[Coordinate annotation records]
>> Start
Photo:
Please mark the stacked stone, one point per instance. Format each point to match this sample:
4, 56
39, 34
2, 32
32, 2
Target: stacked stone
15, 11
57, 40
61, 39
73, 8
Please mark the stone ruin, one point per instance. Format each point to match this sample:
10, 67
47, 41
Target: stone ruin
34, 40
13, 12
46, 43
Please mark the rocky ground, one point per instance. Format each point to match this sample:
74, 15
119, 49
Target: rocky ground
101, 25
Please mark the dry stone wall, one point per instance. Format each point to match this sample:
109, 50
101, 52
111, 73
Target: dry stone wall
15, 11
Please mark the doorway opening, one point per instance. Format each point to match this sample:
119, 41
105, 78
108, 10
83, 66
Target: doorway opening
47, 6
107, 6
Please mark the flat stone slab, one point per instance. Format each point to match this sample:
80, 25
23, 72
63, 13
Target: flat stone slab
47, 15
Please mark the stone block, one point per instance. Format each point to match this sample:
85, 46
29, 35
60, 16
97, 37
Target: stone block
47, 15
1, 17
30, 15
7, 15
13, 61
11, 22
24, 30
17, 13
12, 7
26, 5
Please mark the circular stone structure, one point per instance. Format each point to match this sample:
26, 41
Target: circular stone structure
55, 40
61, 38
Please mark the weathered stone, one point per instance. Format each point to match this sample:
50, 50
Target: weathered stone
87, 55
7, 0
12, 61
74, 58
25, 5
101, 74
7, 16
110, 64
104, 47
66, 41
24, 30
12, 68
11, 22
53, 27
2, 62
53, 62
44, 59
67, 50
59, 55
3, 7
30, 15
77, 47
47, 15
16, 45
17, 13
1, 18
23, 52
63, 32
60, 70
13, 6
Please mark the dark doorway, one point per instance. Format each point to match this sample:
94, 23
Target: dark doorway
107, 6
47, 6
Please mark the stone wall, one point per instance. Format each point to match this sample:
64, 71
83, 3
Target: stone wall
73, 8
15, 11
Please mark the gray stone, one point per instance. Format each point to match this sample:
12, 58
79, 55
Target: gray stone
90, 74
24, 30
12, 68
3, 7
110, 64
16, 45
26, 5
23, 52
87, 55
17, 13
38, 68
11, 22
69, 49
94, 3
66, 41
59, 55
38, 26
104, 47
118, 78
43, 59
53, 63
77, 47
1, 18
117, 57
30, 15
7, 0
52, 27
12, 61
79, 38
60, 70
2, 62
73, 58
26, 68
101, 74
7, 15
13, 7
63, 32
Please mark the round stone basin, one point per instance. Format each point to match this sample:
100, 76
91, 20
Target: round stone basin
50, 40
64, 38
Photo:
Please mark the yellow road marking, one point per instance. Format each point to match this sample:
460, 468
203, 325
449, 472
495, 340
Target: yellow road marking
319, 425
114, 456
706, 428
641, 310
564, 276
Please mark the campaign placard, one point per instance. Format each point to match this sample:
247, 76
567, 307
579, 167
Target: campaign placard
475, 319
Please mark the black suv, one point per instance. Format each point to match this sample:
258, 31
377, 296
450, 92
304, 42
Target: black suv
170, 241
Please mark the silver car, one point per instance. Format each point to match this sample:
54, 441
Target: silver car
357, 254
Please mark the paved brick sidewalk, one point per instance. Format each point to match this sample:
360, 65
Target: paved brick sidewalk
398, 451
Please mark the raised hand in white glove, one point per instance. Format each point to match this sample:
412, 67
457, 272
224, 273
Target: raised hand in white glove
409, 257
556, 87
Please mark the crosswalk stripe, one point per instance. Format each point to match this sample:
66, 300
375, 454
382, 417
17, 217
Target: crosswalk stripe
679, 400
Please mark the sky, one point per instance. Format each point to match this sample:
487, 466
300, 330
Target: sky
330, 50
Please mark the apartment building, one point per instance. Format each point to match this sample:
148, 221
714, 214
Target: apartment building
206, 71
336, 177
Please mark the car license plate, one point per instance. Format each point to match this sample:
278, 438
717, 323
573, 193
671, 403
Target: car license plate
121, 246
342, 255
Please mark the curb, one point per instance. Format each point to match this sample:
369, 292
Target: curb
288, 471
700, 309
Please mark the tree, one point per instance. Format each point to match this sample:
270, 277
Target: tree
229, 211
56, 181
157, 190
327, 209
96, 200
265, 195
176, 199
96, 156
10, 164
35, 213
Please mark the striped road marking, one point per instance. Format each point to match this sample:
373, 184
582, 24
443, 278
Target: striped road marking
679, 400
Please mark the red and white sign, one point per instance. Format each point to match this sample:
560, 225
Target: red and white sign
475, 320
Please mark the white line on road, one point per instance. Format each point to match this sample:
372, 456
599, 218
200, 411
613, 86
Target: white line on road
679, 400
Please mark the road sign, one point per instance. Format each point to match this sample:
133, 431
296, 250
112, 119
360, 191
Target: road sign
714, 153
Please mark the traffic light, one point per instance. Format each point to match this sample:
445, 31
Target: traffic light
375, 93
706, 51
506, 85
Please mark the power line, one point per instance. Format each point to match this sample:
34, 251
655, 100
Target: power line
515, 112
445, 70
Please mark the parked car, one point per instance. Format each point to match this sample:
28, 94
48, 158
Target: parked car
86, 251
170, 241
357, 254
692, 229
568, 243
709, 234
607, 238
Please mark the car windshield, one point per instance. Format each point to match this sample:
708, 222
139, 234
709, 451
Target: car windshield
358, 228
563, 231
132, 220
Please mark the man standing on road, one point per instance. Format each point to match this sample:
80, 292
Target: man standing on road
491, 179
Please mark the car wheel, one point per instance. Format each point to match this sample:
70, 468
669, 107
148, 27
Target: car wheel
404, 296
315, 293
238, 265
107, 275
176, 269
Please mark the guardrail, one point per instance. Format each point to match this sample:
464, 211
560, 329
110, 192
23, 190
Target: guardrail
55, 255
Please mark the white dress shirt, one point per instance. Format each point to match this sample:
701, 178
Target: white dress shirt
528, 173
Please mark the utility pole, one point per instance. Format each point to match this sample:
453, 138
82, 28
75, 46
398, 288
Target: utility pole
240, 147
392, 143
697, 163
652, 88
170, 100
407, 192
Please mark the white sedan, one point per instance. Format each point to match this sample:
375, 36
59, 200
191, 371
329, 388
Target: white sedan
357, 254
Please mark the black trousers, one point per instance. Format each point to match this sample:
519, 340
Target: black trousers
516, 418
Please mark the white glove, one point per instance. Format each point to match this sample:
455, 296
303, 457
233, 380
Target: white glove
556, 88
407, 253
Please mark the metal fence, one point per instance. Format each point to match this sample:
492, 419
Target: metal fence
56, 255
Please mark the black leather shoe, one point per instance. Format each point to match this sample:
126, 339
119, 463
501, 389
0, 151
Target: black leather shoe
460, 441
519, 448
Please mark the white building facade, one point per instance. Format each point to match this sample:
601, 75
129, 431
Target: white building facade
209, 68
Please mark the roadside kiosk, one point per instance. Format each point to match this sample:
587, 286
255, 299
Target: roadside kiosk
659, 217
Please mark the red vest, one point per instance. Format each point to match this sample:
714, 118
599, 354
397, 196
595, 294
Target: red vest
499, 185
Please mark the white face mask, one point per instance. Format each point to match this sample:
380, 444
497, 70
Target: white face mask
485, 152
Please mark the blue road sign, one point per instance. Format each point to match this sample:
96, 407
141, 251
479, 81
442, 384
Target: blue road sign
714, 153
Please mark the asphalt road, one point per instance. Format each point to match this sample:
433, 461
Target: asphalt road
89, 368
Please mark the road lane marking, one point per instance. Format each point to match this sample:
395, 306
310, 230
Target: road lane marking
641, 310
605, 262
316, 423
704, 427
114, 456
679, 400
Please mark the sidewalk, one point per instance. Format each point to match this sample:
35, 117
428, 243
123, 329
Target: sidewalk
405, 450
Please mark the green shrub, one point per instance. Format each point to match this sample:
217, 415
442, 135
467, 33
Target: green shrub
>> End
>> Start
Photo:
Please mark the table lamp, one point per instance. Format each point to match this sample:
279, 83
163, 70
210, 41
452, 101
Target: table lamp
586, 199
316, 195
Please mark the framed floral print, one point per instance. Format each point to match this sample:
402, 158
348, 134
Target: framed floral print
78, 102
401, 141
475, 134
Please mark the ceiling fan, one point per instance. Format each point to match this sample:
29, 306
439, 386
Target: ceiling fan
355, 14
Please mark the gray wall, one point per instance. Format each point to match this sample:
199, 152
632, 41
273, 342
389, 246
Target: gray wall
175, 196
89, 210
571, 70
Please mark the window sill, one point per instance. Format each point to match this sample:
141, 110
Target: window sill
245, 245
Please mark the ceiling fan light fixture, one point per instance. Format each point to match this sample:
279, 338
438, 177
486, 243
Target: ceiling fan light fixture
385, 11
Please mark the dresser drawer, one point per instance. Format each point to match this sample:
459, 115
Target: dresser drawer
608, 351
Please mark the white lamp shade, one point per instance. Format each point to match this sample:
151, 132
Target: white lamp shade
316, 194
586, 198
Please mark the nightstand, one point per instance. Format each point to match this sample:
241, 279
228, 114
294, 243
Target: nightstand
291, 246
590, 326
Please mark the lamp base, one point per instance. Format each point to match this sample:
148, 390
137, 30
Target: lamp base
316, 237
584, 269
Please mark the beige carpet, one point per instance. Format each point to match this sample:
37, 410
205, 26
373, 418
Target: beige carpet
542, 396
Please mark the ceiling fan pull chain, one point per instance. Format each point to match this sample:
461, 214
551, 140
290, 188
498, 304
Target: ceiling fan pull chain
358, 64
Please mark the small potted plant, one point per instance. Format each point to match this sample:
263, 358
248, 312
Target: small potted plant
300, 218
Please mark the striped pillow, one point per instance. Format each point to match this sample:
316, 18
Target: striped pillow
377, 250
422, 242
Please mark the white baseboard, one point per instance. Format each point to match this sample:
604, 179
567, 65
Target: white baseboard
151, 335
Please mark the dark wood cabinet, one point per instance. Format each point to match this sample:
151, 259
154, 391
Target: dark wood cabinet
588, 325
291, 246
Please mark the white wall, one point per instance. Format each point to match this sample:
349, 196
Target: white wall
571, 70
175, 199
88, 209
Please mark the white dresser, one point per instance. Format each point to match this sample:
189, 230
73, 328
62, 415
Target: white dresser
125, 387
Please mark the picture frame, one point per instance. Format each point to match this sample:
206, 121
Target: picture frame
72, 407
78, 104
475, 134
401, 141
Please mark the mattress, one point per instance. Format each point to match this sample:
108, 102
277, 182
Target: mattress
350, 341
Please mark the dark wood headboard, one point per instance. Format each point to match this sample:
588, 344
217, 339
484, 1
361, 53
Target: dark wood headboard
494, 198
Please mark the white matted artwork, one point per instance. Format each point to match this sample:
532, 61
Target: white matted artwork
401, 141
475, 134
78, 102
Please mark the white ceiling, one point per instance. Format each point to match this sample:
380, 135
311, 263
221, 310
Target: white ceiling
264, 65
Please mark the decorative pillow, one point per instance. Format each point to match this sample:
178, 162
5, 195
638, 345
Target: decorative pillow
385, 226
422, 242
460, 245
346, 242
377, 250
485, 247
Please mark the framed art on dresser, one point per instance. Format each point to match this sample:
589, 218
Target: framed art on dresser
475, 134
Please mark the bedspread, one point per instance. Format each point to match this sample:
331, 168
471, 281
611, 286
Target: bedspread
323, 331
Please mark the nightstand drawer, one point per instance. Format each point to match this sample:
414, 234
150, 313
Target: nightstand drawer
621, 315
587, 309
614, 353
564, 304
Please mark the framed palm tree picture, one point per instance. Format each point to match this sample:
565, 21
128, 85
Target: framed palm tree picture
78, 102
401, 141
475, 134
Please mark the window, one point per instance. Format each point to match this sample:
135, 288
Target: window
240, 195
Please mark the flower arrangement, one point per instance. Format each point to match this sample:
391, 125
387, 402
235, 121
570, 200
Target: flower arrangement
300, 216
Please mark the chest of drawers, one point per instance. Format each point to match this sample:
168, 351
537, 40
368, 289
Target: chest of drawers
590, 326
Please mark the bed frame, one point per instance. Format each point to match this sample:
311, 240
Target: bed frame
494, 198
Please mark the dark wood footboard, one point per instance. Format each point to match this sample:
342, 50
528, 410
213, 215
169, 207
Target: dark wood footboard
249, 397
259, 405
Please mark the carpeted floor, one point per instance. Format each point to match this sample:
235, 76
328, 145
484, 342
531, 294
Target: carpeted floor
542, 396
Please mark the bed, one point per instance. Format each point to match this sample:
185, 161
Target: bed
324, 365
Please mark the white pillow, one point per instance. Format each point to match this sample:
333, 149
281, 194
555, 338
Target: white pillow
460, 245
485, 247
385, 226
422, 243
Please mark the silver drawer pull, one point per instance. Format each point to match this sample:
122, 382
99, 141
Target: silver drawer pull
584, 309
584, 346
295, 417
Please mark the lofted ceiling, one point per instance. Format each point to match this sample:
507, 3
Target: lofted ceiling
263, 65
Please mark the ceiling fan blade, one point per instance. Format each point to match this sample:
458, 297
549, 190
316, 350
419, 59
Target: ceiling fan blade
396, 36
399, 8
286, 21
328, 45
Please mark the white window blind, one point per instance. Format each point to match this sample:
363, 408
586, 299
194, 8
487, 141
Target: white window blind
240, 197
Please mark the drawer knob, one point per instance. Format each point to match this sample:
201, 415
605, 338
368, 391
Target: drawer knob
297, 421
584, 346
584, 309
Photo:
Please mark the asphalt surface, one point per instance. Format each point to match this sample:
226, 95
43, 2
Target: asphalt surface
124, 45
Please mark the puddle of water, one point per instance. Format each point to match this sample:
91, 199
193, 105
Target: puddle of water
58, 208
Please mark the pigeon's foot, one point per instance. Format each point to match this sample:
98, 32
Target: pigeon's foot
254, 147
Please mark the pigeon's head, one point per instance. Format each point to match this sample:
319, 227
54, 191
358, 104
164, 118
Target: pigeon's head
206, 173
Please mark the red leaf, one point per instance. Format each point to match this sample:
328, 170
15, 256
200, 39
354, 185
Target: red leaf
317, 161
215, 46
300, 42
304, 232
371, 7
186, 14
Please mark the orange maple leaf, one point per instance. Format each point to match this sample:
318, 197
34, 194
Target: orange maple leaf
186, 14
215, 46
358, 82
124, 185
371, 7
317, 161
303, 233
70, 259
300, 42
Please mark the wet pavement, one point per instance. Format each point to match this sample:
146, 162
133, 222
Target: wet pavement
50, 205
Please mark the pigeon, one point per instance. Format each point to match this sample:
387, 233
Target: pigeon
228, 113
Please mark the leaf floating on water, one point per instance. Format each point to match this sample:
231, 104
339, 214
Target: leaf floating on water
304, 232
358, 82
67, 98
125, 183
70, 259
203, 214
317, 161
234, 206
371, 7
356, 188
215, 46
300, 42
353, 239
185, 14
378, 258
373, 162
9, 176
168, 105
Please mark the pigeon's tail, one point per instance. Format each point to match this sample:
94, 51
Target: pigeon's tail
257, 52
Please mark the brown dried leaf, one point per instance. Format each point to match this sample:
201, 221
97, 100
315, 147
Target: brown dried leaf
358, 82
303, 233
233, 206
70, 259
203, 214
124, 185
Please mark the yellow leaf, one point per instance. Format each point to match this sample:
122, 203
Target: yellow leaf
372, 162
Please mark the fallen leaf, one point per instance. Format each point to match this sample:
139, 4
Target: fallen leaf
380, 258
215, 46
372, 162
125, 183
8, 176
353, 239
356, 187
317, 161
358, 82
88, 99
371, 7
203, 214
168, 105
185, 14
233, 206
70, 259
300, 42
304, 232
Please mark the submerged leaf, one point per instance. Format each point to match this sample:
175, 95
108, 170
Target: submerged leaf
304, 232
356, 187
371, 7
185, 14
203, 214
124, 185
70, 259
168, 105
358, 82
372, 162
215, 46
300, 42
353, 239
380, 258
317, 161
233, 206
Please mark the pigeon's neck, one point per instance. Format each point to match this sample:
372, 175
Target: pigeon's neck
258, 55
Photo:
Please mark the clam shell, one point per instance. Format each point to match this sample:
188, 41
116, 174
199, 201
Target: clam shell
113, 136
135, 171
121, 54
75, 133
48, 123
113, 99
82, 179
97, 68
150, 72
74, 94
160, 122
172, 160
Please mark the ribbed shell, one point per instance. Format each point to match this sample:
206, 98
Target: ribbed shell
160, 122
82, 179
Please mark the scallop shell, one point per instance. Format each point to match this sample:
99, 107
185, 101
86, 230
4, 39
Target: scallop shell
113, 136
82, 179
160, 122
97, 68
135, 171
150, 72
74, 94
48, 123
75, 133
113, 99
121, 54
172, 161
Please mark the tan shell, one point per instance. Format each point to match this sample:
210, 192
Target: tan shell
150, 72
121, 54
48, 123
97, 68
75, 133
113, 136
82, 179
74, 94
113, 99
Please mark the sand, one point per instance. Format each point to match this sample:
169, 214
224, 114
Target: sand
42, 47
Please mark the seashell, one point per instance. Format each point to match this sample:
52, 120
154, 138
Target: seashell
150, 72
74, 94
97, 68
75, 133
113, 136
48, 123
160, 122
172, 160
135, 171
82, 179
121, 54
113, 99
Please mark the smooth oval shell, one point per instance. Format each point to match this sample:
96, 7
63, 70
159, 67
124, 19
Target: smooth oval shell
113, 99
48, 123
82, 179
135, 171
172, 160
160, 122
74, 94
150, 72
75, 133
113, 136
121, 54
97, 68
>> End
>> Start
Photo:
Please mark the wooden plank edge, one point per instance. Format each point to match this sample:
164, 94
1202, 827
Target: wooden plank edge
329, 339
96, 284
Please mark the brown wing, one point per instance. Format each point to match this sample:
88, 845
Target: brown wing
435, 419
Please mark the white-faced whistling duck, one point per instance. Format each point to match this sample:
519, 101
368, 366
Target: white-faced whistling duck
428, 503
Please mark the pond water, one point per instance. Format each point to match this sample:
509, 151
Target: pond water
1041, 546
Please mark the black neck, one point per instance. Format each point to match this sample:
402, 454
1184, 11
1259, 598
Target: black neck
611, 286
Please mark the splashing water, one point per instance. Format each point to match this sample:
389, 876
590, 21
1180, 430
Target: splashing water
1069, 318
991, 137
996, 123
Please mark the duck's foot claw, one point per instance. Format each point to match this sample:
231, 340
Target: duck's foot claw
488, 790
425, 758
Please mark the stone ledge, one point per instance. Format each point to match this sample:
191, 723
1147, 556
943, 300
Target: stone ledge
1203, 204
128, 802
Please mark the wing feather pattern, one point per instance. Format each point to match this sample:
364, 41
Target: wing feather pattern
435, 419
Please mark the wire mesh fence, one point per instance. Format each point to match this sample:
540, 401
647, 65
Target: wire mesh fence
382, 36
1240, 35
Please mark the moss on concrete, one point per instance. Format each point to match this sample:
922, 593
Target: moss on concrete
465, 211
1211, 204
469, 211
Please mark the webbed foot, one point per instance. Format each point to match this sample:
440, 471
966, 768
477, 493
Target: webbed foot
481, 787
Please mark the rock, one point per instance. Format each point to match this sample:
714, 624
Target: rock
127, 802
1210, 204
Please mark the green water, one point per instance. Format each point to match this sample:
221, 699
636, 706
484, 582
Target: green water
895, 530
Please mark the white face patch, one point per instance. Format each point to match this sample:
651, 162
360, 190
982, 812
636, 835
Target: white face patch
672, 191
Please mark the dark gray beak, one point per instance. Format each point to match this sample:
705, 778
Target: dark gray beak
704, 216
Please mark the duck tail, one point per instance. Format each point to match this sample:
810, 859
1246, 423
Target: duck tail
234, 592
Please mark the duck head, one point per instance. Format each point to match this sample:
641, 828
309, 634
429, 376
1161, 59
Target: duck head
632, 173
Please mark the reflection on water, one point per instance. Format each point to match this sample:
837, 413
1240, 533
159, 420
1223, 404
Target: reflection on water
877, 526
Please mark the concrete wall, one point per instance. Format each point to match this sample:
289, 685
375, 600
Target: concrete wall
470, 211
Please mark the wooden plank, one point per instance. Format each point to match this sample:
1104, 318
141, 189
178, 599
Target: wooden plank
>> End
→ **What you have to do**:
Recast the data lines, starting at the line containing "Please mark the sidewalk, one" and ending at the line containing "Target: green shrub", as a Markdown table with columns Row and Line. Number each line in Row, and leave out blank lines.

→ **Solved problem**:
| Row | Line |
|---|---|
| 1 | Please mark the sidewalk, one point per instance. Format each point to match this sample: |
| 2 | 35, 117 |
| 3 | 428, 243 |
| 4 | 123, 329 |
| 5 | Target: sidewalk |
| 6 | 405, 450 |
| 7 | Please mark the green shrub, one point per instance. Format each point to match this sample: |
| 8 | 217, 415 |
| 9 | 442, 135 |
| 10 | 467, 33 |
| 11 | Target: green shrub |